■ **読む抜粋**
○ ○ ○ ○
バックトランスレーションとは
すでに翻訳のお仕事をされている方であればバックトランスレーションがどのようなものであるかご存じで、実際にやったことがある方もいらっしゃると思います。一方、学習中の方にとってバックトランスレーションはなじみが薄いのではないでしょうか。今日は、そんなバックトランスレーションについて解説します。
バックトランスレーションとは
バックトランスレーションは翻訳の一形態です。MTSでも「バックトランスレーション」と指定されて顧客から翻訳の仕事を受けることが定期的にあります。では、バックトランスレーションがどのような翻訳かというと
【例】
顧客が英語の文書の日本語への翻訳を依頼
↓
翻訳者Aが翻訳(英語⇒日本語)
↓
翻訳された日本語から英語への翻訳を顧客が再度依頼
↓
翻訳者Bが翻訳[←これがバックトランスレーション(日本語⇒英語)]
という感じです。
上記の例とは逆に、スタートが「日本語⇒英語」の翻訳で、バックトランスレーションが「英語⇒日本語」となる場合も当然あります。
英語ではback translation又はreverse translationといい、日本語では「逆翻訳」と呼ぶこともありますが、一言でいえば、一度翻訳した文を再びターゲット言語からオリジナル言語に翻訳する作業です。
バックトランスレーション(BT)は、翻訳された訳文の正確さを検証するために行われ、例えば
原文:The study enrolled 20 patients.
↓
訳文:本試験には患者20例が登録された。
↓
BT:Twenty patients were included in the study.
というプロセスで、原文とバックトランスレーションの結果を照合することで、訳文が原文の趣旨を誤りなく伝えられているかを確認します。
上記の例であれば、BTと原文を比べてみると語順や単語は異なりますが文意は変わっていないので、バックトランスレーションによって当初の訳文(英語ではback translationに対してforward translationと言います)が適切であることが確認されます。
バックトランスレーションする際の留意点
上記のように、バックトランスレーションの目的は訳文が原文に対して正しいか、誤っていないかを確認することです。なので、訳文に「下駄をはかせる」ようなバックトランスレーションは本来の目的に合致していません。
例えば
原文:すべての介護者に説明冊子を渡すこと。
に対して
訳文:All career should be provided with an information leaflet.
という訳文があったとき、通常の翻訳であればcareerが明らかに文脈に合わないため、carerの誤りであると判断して「すべての介護者に説明冊子を提供すること」とする対応もあり得ますが、バックトランスレーションでは
BT:すべてのキャリアに説明冊子を渡すこと。
とするのが「正解」となります。
正しい内容を類推した訳をバックトランスレーションで提出すると、訳文が誤っているという事実が顧客にとって明らかになりません。間違いを間違いとして訳すことがバックトランスレーションの基本です。
○ ○ ○ ○
■ **提供資料**
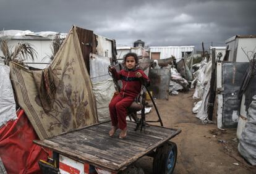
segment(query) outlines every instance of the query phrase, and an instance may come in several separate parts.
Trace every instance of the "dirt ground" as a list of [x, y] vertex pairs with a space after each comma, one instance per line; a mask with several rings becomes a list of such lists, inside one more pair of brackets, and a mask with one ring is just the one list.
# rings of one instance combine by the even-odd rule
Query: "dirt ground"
○ ○ ○ ○
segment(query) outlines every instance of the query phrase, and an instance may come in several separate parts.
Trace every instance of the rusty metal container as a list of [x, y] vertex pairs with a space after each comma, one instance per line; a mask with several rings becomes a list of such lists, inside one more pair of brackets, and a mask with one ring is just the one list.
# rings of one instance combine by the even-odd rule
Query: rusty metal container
○ ○ ○ ○
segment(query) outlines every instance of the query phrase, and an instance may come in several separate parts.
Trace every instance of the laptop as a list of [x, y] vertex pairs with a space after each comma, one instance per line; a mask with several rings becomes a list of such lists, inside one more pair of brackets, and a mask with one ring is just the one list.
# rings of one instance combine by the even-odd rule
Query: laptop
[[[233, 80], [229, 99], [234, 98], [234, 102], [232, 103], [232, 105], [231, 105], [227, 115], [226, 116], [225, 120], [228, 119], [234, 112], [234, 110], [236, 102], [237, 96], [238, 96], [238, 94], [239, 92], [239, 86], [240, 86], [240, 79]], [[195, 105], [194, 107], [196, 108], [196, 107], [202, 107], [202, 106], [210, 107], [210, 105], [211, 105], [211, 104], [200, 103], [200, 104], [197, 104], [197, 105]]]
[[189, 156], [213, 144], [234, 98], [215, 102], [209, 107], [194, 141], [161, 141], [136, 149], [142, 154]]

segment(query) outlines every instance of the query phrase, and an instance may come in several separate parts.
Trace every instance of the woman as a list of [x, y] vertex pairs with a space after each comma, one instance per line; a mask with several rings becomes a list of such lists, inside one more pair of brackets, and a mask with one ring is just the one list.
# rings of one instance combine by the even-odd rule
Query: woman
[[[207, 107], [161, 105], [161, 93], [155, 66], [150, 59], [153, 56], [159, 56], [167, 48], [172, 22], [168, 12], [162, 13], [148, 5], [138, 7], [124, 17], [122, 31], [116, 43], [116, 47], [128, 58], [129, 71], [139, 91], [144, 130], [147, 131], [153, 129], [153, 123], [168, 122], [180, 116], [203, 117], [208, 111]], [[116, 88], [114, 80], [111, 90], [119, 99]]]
○ ○ ○ ○
■ **取り組む課題**
a) バックトランスレーションの解説によると、バックトランスレーションは何のために行われますか?
b) バックトランスレーションの解説のうち、「というプロセスで、原文とバッ」で始まり「ランスレーションの基本です。」まで続く部分を、「説明冊子」を「案内冊子」に変えて書き直してください。
資料は使わなくてかまいません。

■ **番号付き解答**
a) 翻訳された訳文の正確さを検証するためです。

b)
というプロセスで、原文とバックトランスレーションの結果を照合することで、訳文が原文の趣旨を誤りなく伝えられているかを確認します。
上記の例であれば、BTと原文を比べてみると語順や単語は異なりますが文意は変わっていないので、バックトランスレーションによって当初の訳文(英語ではback translationに対してforward translationと言います)が適切であることが確認されます。
バックトランスレーションする際の留意点
上記のように、バックトランスレーションの目的は訳文が原文に対して正しいか、誤っていないかを確認することです。なので、訳文に「下駄をはかせる」ようなバックトランスレーションは本来の目的に合致していません。
例えば
原文:すべての介護者に案内冊子を渡すこと。
に対して
訳文:All career should be provided with an information leaflet.
という訳文があったとき、通常の翻訳であればcareerが明らかに文脈に合わないため、carerの誤りであると判断して「すべての介護者に案内冊子を提供すること」とする対応もあり得ますが、バックトランスレーションでは
BT:すべてのキャリアに案内冊子を渡すこと。
とするのが「正解」となります。
正しい内容を類推した訳をバックトランスレーションで提出すると、訳文が誤っているという事実が顧客にとって明らかになりません。間違いを間違いとして訳すことがバックトランスレーションの基本です。